Additionally, securing independent research funding is notoriously difficult for PhD students, often forcing them to align their work with existing grants rather than market needs. The VSD provides a dedicated funding safety net, enabling Venture Scientists to focus entirely on high-impact venture creation without the constraints of traditional academic grant cycles.

Finally, while traditional PhDs focus on publication, the VSD is optimised for commercialisation. Through its portable, high-speed approach, DSV has empowered elite Venture Scientists to enter world-class laboratories and rapidly prototype their breakthroughs. Current cohort members are tackling monumental global challenges: Daniela Pamias Lopez is collaborating with Harvard's renowned Professor David Sinclair’s lab to rejuvenate ovaries and prevent diseases linked to hormonal decline, while Vlad Iorgulescu has secured a prestigious €200k validation grant from SPRIND to convene a top-tier fusion reactor consortium alongside key figures from Commonwealth Fusion, the University of Alabama Sefkorp and Forschungszentrum Jülich.

EXERCISE TASKS -
[1] Retype the passage about the VSD from "Additionally, securing independent" to "academic grant cycles.".
[2] In the passage about the VSD, how large is the validation grant that Vlad Iorgulescu secured from SPRIND?
[3] Write what comes next in the passage about the VSD, picking up after its final sentence.

Collected data
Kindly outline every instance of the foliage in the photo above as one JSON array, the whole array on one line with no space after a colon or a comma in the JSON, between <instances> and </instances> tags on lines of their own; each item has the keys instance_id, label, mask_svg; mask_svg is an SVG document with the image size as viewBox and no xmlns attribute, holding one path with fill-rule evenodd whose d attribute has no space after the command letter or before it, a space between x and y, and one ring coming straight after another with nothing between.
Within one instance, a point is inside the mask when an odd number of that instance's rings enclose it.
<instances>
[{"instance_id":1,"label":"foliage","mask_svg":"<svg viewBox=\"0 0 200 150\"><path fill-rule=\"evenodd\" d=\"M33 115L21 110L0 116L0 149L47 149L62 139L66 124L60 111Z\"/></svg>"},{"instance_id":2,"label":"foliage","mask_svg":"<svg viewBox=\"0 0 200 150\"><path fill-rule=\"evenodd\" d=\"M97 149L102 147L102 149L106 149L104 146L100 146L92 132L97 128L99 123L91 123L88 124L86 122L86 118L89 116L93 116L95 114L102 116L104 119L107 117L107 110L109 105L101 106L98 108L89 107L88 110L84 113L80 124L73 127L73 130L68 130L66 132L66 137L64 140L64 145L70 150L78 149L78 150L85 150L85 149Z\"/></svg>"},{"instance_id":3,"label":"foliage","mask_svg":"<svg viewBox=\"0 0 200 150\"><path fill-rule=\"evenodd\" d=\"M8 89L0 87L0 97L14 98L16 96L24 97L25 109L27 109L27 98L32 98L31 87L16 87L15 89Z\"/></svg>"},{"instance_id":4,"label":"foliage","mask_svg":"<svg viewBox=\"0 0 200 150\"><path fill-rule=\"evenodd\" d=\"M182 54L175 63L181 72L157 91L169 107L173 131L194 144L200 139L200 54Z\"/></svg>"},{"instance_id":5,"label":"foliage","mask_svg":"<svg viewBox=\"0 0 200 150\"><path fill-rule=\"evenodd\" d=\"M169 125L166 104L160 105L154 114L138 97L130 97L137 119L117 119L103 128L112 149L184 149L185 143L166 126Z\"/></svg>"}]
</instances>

OUTPUTS IN ORDER -
[1]
Additionally, securing independent research funding is notoriously difficult for PhD students, often forcing them to align their work with existing grants rather than market needs. The VSD provides a dedicated funding safety net, enabling Venture Scientists to focus entirely on high-impact venture creation without the constraints of traditional academic grant cycles.

[2] €200k

[3]
Simultaneously, other visionaries are leveraging major institutional partnerships to deploy their innovations. Climate Venture Scientist Brett Cornick developed a grid-rebalancing, AI-driven virtual power plant designed to curb global warming, prototyping it within SPRIND’s €12 million Composite Learning Challenge. Meanwhile, Todor Cross is analysing real patient samples at King’s College London to build a life-saving continuous monitor aimed at intercepting heart failure during critical, post-heart-attack timeframes.

"The Venture Science Doctorate is designed to drive the creation of high impact, de-risked companies that launch with a clear path to commercialisation,” said Dr. Thane Campbell, Dean of Education at Deep Science Ventures. “By stripping away the typical constraints of traditional academia and giving talent the freedom to move fluidly between labs, we are optimising the conditions for PhDs to solve complex problems, not just generate papers." 

Through this decentralised infrastructure, candidates can use the world’s most advanced facilities as needed- from high-precision measurement labs to biological containment units. This collaborative lab-sharing model accelerates the transition from hypothesis to prototype, bypassing the typically long wait times for institutional resource allocation.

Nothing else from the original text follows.